Die Verhinderung des Betreuers ergibt sich in vorliegender Konstellation aus Rechtsgründen. Daher ist die einzurichtende rechtliche Betreuung als sog. Ergänzungsbetreuung zu qualifizieren (§ 1817 Abs. 5 BGB). Rechtlich verhindert ist der Betreuer z.B., wenn er nach § 1824 BGB nF (ggf. iVm § 181 BGB) von der Vertretung d. Betreuten ausgeschlossen ist (vgl. für den Widerruf eines gemeinschaftlichen Testaments OLG Nürnberg NJW 2013, 2909 = ZEV 2013, 450 mAnm Keim, siehe BeckOK BGB/Müller-Engels, 66. Ed. 1.5.2023, BGB § 1817 Rn. 16). Erforderlich ist in diesem Fall somit die Bestellung eines Ergänzungsbetreuers. Dessen Aufgabenkreis kann von dem Betreuungsgericht auf die Entgegennahme der Widerrufserklärung beschränkt werden, da nur insoweit die Verhinderung des Ehegatten als Hauptbetreuer reicht (vgl. Reymann in: Herberger/Martinek/Rüßmann/Weth/Würdinger, jurisPK-BGB, 10. Aufl., § 2271 BGB (Stand: 01.07.2023), Rn. 25). Eines darüber hinausreichenden Aufgabenbereichs für die zu bestellende Betreuerin bedarf es i.Ü. nach hiesiger Auffassung nicht. Gültigkeitsvoraussetzungen des Widerrufs, etwa die Testierfähigkeit des Widerrufenden selbst, Form des Widerrufs oder Fragen der Übermittlung (z.B. bzgl. Ausfertigung nach § 47 BeurkG) sind erst gegebenenfalls im Falle von Nachlassstreitigkeiten zu klären. Die Betreute selbst ist zunächst einmal nur Empfängerin der Willenserklärung, an deren Stelle tritt die Ergänzungsbetreuerin. Darüber hinaus reichende Reaktionsmöglichkeiten unterfielen der Testierfreiheit als höchstpersönliche, nicht der rechtlichen Betreuung zugängliche Angelegenheit.
Bei der Auswahl der Betreuerin ist das Gericht dem bedenkenfreien Vorschlag der Betreuungsbehörde gefolgt. Der Widerrufende scheidet dafür nach vorstehenden Erwägungen wegen rechtlicher Verhinderung aus; für die Abkömmlinge gilt entsprechendes. Zwar ist streitig, ob § 1824 Abs. 1 Nr.1 BGB wegen der Beschränkung auf Rechtsgeschäfte auf die bloße Entgegennahme einer Willenserklärung anwendbar ist und dies zum Ausschluss von Abkömmlingen führt. In beiden Fällen ist der Interessenkonflikt bei typisierter Betrachtungsweise jedoch vergleichbar (vgl. Reymann a.a.O. Rn. 26). Eine Betreuerauswahl aus dem Kreis der Abkömmlinge der Testierenden gilt es daher jedenfalls im Ergebnis vor der Wertung der §§ 1824 Abs.1 Nr. 1, Abs. 2, 181, 1816 Abs. 3 a.E. BGB und aus Gründen der Rechtssicherheit zu vermeiden. Es war daher mangels weiterer geeigneter Personen aus dem sozialen Umfeld oder ehrenamtlich Tätigen für den punktuellen Aufgabenkreis eine berufliche Anwaltsbetreuerin zu bestellen. Diese ist im Betreuungs- und Erbrecht erfahren. Den Vorschlag aus dem Kreis der Familie nach einer bestimmten anwaltlichen Betreuerin wurde aus den nachvollziehbaren Überlegungen der Betreuungsbehörde nicht gefolgt. Innerhalb der Angehörigen gibt es sich misstrauende Lager, sodass schon der Anschein vermieden wurde, hier wäre auf die Betreuerauswahl Einfluss genommen worden.

**Aufgabenstellung:** Geben Sie den Inhalt des Quelltexts zur Ergänzungsbetreuung in zwei Sätzen wieder.

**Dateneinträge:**
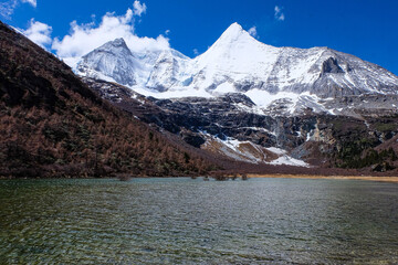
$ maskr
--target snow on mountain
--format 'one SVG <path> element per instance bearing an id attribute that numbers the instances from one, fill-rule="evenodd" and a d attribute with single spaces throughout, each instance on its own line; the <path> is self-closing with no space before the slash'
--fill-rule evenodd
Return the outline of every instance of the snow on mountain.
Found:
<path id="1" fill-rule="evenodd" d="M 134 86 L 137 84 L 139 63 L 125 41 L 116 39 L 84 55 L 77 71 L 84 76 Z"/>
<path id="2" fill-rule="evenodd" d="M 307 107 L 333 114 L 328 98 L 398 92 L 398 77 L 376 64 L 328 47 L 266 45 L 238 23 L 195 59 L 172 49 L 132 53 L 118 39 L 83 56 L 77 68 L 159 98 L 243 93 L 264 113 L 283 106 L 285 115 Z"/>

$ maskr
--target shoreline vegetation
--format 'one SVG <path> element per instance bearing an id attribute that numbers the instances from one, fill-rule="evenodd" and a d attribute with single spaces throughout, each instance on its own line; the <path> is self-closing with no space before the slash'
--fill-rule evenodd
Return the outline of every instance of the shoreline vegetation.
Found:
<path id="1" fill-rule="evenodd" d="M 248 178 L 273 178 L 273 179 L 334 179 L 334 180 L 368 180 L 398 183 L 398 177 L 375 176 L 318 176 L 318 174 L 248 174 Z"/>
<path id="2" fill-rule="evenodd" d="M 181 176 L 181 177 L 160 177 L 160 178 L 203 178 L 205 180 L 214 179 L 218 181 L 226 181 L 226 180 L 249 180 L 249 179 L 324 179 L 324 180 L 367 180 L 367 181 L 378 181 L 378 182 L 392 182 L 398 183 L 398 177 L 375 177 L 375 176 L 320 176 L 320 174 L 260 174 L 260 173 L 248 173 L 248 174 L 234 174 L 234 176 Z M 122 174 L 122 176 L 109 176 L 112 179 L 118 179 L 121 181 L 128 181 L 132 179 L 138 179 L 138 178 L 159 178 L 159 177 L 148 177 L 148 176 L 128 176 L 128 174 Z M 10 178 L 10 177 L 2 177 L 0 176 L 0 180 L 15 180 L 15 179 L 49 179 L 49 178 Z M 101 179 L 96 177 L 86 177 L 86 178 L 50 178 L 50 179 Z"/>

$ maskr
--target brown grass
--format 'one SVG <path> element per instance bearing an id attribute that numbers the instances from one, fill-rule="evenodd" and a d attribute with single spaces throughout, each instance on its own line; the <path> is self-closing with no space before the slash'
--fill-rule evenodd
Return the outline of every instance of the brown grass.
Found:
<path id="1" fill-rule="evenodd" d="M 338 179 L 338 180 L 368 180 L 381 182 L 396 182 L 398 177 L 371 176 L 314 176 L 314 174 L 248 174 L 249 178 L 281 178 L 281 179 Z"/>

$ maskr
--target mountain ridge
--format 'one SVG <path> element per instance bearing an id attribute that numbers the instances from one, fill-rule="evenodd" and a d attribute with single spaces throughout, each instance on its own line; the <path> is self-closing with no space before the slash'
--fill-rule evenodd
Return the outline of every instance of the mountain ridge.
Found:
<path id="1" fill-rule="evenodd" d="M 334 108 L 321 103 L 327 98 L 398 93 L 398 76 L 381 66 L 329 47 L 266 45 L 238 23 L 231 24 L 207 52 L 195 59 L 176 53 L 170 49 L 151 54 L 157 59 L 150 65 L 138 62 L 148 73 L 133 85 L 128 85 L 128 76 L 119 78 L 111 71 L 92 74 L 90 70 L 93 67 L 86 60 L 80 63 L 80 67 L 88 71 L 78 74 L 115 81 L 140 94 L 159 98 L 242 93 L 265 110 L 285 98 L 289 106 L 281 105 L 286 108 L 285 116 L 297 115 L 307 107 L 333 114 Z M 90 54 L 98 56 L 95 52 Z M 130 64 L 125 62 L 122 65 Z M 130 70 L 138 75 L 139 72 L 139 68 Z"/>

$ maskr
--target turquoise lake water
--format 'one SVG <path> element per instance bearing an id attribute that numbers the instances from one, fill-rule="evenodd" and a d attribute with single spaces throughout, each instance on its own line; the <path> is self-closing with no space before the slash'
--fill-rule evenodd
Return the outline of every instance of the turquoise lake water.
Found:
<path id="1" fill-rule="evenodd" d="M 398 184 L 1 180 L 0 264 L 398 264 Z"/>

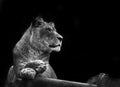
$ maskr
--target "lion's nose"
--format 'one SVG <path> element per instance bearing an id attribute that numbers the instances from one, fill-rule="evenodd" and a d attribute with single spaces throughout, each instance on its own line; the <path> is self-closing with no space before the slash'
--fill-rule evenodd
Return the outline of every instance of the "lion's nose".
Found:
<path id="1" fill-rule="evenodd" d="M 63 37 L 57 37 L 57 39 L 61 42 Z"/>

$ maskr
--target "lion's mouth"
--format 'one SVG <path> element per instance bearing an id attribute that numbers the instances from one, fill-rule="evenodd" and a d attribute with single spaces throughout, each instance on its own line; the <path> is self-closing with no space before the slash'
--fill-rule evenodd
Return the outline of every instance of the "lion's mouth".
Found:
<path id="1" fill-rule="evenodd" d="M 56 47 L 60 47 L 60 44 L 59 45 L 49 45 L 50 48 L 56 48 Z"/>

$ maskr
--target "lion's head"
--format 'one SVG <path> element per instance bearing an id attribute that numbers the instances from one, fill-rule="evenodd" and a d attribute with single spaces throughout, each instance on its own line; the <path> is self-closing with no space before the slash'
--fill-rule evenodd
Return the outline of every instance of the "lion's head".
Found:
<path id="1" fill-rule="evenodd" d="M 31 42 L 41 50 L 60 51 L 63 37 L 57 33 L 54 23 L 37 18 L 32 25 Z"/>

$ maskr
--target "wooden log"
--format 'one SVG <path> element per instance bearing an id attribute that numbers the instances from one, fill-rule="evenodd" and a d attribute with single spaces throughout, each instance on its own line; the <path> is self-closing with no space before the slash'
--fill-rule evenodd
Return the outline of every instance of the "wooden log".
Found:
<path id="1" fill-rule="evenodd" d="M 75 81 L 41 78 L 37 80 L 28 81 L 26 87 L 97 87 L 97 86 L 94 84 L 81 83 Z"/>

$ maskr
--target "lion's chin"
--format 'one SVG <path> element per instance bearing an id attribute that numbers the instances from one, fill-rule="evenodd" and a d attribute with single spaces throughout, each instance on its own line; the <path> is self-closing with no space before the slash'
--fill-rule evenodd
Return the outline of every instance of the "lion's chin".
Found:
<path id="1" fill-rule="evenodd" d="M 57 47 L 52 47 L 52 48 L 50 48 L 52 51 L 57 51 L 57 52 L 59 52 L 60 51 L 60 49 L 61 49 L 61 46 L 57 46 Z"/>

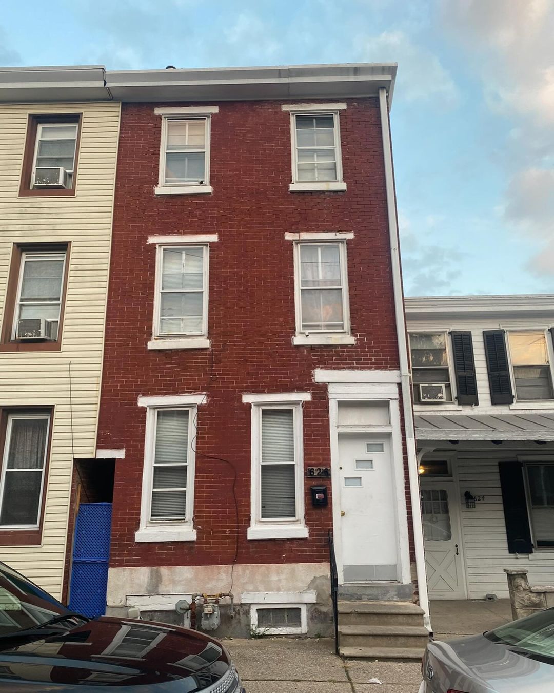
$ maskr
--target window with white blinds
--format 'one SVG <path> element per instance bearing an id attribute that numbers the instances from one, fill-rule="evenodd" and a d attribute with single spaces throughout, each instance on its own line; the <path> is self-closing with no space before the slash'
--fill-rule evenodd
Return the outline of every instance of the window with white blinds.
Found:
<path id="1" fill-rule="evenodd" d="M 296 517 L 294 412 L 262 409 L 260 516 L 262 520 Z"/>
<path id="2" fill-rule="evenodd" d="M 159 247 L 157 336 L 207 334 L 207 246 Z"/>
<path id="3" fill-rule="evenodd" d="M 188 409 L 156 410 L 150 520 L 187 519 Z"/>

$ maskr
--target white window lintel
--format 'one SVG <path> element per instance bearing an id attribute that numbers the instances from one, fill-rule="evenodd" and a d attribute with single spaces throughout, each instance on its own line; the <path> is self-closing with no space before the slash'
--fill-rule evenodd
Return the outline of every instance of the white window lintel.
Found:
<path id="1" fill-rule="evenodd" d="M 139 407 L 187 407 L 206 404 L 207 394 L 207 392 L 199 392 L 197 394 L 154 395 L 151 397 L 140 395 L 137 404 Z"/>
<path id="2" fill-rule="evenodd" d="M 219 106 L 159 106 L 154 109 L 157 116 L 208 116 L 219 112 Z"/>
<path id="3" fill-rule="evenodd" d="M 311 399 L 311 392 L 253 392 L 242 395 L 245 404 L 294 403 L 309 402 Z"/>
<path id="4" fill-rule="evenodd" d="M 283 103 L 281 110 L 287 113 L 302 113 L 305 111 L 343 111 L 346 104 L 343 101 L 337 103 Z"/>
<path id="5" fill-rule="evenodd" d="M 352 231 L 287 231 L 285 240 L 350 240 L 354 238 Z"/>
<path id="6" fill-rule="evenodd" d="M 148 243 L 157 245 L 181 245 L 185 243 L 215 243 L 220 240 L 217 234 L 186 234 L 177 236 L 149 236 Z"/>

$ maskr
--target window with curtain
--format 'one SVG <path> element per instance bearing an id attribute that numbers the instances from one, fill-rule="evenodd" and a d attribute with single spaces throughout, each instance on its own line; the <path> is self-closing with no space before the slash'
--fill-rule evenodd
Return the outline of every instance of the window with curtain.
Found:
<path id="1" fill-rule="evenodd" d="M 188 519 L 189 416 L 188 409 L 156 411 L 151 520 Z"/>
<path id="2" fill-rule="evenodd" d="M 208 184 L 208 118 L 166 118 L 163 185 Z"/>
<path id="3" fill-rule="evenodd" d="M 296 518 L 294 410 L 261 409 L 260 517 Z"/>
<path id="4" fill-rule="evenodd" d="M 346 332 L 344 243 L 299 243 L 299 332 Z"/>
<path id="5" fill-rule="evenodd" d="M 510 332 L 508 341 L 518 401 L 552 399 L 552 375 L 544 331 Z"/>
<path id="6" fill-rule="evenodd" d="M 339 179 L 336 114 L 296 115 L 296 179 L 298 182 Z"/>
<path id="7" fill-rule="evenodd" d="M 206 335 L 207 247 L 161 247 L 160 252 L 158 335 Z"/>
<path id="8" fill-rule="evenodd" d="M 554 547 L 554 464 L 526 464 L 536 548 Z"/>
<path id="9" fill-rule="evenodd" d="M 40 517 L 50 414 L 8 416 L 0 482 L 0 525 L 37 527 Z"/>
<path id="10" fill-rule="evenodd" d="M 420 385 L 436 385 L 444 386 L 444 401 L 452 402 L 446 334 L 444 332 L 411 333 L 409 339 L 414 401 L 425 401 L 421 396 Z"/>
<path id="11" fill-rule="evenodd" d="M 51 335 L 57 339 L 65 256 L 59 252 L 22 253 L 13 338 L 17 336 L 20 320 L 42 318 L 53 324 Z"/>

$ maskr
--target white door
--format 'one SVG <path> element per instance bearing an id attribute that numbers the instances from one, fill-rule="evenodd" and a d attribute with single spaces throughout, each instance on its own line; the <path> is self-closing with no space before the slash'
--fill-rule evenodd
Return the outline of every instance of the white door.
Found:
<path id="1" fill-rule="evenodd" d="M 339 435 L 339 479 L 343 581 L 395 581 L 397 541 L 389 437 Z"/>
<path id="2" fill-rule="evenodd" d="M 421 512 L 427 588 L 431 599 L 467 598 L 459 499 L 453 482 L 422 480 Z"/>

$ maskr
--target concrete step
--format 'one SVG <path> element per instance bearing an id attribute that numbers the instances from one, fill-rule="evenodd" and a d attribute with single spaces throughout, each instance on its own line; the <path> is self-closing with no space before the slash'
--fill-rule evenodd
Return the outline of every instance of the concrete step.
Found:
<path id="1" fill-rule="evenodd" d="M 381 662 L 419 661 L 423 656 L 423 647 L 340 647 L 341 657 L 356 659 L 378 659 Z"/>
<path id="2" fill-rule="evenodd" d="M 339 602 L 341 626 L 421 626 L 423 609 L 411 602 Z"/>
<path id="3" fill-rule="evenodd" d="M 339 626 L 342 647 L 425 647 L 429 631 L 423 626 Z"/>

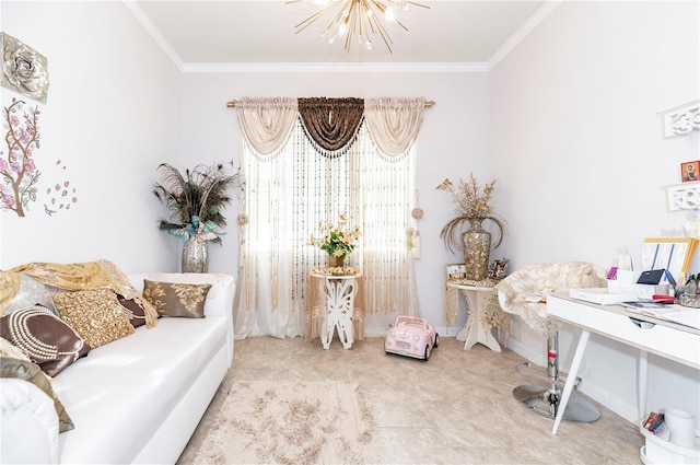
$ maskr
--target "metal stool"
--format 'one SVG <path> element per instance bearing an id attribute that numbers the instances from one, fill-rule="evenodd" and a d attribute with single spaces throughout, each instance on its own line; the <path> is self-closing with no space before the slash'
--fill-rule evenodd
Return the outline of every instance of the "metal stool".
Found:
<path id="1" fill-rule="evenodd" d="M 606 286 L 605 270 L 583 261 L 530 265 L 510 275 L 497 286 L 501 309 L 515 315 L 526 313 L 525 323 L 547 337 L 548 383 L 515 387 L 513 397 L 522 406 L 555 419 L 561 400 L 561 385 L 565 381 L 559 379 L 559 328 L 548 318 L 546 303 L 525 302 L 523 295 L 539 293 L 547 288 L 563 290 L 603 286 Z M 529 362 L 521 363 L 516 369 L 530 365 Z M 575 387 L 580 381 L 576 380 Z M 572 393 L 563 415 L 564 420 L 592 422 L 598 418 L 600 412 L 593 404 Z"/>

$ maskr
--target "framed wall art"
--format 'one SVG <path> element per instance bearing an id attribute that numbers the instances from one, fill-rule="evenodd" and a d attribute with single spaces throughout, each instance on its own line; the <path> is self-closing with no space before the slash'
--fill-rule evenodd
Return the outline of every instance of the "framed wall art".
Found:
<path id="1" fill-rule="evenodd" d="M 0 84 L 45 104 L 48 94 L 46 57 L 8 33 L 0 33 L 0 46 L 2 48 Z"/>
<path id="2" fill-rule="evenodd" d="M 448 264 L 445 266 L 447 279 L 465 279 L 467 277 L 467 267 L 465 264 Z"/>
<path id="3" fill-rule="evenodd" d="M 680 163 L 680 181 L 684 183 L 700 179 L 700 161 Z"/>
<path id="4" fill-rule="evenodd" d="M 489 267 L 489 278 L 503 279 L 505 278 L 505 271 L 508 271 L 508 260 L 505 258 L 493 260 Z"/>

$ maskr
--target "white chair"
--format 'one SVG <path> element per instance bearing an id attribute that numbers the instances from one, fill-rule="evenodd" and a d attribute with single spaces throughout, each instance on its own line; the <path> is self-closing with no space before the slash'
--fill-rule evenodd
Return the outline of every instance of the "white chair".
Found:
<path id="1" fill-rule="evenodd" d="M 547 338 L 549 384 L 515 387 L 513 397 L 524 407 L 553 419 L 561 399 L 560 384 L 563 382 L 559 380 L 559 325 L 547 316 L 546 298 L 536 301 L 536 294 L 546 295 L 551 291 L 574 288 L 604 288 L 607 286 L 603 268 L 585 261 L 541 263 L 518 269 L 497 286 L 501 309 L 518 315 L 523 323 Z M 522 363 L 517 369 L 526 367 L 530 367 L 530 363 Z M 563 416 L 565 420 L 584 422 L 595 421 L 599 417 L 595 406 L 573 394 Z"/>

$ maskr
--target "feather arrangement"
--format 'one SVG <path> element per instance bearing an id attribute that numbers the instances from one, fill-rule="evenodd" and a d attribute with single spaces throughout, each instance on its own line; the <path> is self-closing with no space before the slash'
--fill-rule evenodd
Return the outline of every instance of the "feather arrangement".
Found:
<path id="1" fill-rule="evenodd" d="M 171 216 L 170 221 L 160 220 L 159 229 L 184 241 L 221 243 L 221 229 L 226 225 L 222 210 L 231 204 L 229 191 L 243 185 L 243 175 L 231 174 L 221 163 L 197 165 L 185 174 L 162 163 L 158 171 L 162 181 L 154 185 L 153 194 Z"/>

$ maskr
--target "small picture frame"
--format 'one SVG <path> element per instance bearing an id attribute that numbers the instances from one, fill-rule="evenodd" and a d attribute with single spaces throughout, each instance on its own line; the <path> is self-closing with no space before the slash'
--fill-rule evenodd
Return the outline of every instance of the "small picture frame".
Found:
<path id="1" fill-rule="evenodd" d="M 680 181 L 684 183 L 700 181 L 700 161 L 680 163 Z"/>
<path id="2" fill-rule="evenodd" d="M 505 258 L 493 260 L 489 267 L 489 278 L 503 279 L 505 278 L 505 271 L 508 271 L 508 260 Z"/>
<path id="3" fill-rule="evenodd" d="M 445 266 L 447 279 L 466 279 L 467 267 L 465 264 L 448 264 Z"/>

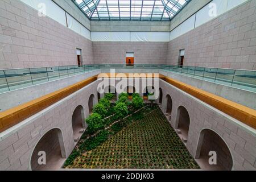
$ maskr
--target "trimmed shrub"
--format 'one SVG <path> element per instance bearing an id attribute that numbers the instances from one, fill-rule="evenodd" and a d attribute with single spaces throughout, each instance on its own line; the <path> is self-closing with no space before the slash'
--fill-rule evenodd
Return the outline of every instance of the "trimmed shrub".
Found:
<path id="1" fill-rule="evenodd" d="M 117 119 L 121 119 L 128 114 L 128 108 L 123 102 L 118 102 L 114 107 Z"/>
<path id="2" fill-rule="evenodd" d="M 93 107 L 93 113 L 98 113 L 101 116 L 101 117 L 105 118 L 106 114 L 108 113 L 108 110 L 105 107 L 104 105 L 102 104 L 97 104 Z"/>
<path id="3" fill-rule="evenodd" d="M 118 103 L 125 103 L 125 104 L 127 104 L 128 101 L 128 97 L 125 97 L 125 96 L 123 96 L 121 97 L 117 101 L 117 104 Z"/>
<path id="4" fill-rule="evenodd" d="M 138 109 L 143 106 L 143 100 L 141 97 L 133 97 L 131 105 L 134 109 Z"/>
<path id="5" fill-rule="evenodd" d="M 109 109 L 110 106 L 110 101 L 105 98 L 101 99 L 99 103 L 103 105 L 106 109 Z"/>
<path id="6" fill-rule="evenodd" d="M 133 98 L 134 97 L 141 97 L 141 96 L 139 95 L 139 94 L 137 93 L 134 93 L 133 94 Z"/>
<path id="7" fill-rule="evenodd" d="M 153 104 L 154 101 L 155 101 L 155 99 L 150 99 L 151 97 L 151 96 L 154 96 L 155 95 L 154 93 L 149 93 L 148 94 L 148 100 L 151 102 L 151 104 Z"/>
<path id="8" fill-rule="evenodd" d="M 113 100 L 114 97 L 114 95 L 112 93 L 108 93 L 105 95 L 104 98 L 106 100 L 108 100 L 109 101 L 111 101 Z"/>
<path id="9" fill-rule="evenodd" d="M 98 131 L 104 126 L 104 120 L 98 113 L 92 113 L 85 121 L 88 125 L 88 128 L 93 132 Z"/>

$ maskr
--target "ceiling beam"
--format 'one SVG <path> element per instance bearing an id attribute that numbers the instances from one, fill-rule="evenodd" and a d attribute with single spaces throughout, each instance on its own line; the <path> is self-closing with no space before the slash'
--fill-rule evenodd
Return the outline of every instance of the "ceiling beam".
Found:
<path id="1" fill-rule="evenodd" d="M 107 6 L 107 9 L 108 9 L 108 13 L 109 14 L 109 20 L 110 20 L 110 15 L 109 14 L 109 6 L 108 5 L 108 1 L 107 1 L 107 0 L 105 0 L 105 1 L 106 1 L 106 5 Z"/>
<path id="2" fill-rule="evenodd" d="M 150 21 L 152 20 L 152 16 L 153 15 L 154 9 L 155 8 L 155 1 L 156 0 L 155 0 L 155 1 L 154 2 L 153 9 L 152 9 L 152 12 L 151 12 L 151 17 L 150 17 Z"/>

**Antwortbereich:** Da der Betreuer aus Rechtsgründen verhindert ist, ist eine Ergänzungsbetreuung nach § 1817 Abs. 5 BGB einzurichten, deren Aufgabenkreis auf die Entgegennahme der Widerrufserklärung beschränkt werden kann. Weil der Widerrufende wegen rechtlicher Verhinderung ausscheidet und für die Abkömmlinge Entsprechendes gilt, folgte das Gericht dem Vorschlag der Betreuungsbehörde und bestellte eine im Betreuungs- und Erbrecht erfahrene berufliche Anwaltsbetreuerin.